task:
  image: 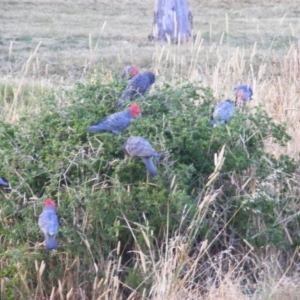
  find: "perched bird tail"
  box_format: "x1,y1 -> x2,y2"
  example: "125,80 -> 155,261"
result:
0,177 -> 9,187
45,235 -> 58,251
115,98 -> 122,108
88,124 -> 104,132
142,157 -> 157,177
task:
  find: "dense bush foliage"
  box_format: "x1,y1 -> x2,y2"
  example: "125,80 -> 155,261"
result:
0,75 -> 297,298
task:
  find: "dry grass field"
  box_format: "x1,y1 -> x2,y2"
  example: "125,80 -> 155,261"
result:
1,0 -> 300,299
1,0 -> 300,155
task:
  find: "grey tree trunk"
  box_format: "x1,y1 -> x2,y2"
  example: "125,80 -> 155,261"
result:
149,0 -> 193,44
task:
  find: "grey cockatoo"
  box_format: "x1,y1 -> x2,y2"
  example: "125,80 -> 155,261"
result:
234,84 -> 253,102
211,99 -> 235,126
38,198 -> 59,251
115,72 -> 156,108
123,136 -> 162,177
88,103 -> 141,134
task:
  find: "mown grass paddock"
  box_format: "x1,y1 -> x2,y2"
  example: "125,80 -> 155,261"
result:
1,1 -> 300,299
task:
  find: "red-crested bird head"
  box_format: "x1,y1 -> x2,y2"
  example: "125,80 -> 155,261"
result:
44,198 -> 56,209
121,66 -> 140,79
129,66 -> 139,78
130,103 -> 142,118
236,89 -> 244,101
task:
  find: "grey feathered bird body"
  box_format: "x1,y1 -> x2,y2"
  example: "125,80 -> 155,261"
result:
123,136 -> 161,177
88,108 -> 136,134
38,206 -> 59,251
211,99 -> 235,126
115,72 -> 155,107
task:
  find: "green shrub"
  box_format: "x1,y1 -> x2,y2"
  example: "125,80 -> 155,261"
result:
0,75 -> 297,296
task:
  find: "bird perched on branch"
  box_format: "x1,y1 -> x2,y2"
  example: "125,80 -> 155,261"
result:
123,136 -> 162,177
234,84 -> 253,103
38,198 -> 59,251
88,103 -> 141,134
121,66 -> 140,79
115,72 -> 155,108
211,99 -> 235,126
0,177 -> 9,187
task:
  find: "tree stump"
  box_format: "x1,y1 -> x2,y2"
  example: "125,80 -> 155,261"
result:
149,0 -> 193,44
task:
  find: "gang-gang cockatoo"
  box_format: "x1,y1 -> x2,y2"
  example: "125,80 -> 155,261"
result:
234,84 -> 253,103
88,103 -> 141,134
123,136 -> 162,177
211,99 -> 235,126
38,198 -> 59,251
115,72 -> 155,108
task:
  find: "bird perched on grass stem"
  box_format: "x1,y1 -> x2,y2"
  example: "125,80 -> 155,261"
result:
211,99 -> 235,126
88,103 -> 141,134
123,136 -> 162,177
234,84 -> 253,103
115,72 -> 155,108
121,66 -> 139,79
38,198 -> 59,251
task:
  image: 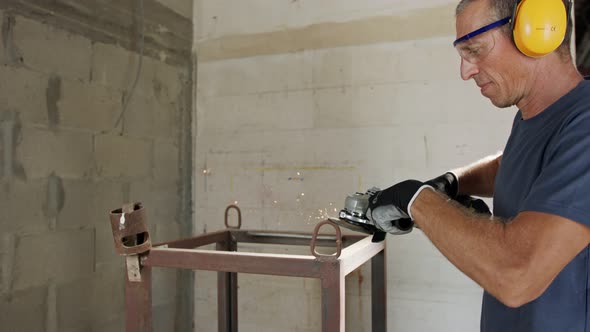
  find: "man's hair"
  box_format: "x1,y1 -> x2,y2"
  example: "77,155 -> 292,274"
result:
455,0 -> 572,59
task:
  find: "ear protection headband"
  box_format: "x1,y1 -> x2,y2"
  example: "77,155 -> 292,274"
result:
510,0 -> 571,57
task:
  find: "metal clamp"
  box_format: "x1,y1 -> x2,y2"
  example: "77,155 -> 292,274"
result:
109,203 -> 151,282
109,202 -> 151,256
311,220 -> 342,259
224,205 -> 242,229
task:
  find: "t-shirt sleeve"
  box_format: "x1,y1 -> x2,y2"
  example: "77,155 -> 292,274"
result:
521,111 -> 590,227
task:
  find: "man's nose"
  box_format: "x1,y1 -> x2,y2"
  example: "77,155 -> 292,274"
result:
460,58 -> 479,80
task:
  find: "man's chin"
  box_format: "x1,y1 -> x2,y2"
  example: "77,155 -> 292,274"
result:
489,97 -> 513,108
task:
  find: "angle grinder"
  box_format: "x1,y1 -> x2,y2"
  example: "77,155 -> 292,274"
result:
329,191 -> 414,242
329,189 -> 491,242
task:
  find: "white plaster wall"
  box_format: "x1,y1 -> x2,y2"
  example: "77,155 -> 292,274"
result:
193,1 -> 515,331
194,0 -> 457,39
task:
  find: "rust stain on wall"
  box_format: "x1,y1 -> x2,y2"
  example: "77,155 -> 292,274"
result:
197,4 -> 456,61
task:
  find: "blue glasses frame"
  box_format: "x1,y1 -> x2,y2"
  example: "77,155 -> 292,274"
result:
453,16 -> 511,47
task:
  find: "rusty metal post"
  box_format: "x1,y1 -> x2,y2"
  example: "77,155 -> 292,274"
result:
371,250 -> 387,332
216,233 -> 238,332
217,205 -> 240,332
311,221 -> 345,332
320,262 -> 345,332
125,263 -> 152,332
109,203 -> 153,332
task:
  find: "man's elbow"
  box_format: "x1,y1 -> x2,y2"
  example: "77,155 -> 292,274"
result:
493,274 -> 549,308
495,291 -> 532,308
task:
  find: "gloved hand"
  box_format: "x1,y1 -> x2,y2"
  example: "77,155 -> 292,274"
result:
425,172 -> 458,198
366,180 -> 432,234
454,195 -> 491,215
426,172 -> 491,215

*Task details*
The answer is a count and nothing more: lines above that contain "bird".

*Written solution*
5